__WORK INSTRUCTIONS__
Every line from the one with "For every instance of the pile" to the one with "For every instance of the white", including those two, is to be copied exactly; all other lines of the entries below are left out.

__RECORDS TO USE__

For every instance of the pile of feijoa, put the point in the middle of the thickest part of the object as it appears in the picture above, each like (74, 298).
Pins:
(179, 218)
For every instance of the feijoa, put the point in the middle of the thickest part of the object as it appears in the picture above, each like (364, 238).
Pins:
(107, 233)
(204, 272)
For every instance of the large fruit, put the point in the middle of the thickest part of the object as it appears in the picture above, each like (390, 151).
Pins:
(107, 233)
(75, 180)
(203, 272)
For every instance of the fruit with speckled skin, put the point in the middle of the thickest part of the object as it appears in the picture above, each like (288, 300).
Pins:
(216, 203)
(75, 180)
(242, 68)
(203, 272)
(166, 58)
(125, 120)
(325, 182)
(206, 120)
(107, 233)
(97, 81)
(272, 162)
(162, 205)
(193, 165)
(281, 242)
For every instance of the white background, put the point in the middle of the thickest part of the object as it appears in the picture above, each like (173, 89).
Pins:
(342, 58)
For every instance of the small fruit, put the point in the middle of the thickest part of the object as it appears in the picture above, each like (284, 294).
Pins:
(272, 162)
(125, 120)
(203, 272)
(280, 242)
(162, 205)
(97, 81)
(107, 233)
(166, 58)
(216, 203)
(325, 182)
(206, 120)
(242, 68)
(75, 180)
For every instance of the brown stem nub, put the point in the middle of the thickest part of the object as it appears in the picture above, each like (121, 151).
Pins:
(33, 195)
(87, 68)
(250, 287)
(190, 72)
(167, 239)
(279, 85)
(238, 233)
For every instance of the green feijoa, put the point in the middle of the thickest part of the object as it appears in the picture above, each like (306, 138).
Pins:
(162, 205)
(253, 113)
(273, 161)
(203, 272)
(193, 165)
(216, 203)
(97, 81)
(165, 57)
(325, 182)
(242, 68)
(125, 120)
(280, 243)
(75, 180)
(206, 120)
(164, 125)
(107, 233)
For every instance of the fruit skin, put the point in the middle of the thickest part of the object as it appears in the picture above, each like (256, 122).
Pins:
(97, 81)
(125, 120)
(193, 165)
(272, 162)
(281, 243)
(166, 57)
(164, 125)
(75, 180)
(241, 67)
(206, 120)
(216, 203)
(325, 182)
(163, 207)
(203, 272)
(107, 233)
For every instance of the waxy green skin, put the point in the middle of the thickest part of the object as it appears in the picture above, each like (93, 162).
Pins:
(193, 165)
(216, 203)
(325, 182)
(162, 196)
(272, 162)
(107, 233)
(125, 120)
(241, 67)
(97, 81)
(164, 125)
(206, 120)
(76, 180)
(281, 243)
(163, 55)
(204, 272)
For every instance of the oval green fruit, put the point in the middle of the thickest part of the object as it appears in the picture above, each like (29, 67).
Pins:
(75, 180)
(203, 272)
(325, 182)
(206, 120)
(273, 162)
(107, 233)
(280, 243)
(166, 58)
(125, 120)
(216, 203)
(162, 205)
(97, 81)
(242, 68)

--

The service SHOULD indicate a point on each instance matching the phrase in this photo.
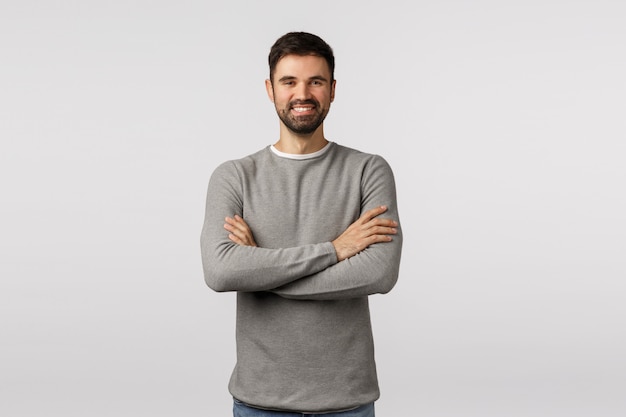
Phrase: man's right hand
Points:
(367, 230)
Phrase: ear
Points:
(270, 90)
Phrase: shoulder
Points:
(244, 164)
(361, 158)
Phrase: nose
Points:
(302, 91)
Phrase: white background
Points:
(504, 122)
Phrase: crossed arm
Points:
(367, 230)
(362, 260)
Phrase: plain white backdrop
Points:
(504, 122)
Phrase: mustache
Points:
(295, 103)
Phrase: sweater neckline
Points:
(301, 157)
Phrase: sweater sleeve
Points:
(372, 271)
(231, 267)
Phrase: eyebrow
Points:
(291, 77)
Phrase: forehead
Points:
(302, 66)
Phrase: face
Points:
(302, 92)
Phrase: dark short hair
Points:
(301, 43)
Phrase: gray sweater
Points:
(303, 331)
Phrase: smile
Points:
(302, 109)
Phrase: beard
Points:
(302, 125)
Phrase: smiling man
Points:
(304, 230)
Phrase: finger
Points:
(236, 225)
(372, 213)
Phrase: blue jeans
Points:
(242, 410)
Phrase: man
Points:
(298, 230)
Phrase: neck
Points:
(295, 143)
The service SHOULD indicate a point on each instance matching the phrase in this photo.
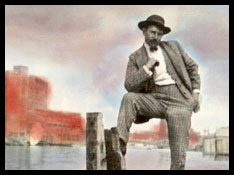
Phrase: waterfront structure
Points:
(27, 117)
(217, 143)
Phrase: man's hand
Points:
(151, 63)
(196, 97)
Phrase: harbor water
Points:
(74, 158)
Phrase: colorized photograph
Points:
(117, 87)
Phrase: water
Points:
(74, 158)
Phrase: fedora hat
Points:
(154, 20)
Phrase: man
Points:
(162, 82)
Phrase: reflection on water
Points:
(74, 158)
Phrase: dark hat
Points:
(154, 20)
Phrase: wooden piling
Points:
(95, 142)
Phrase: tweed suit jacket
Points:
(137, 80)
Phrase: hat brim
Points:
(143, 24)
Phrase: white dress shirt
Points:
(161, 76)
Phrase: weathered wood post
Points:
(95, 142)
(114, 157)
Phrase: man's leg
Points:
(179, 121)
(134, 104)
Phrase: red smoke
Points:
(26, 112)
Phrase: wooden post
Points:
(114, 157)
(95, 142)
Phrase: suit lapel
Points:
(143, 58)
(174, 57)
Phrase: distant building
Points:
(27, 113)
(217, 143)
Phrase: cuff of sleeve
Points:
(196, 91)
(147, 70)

--

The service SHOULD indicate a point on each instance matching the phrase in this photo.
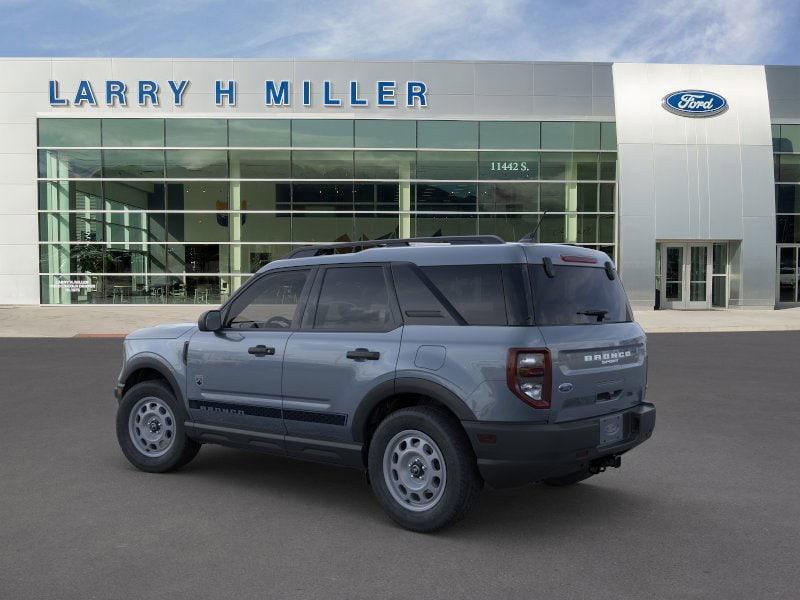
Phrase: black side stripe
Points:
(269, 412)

__TASK ANSWER__
For every instance of the pile of feijoa, put the point in the middle of the thickest part of the object as it appears in the picture above, each like (74, 298).
Pins:
(179, 218)
For every instance of the feijoa, put the point in the middle of the thickest part of the object as it appears in the picture above, each like (364, 238).
Pins:
(107, 233)
(204, 272)
For every instance of the large fruit, put the point in the middle of the thickest part of the object as it appears in the picture above, each like (390, 151).
Pins:
(107, 233)
(75, 180)
(203, 272)
For every instance of the fruit with speckled skin, put the point in the middle of the thickest part of the object as it appears in the picture above, each like (288, 300).
Pins:
(216, 203)
(75, 180)
(242, 68)
(203, 272)
(166, 58)
(125, 120)
(325, 182)
(206, 120)
(107, 233)
(97, 81)
(272, 162)
(162, 205)
(193, 165)
(281, 242)
For every instance of the white background, put the point in the middle of the thickest part of the object as it appears in the picture above, each like (173, 89).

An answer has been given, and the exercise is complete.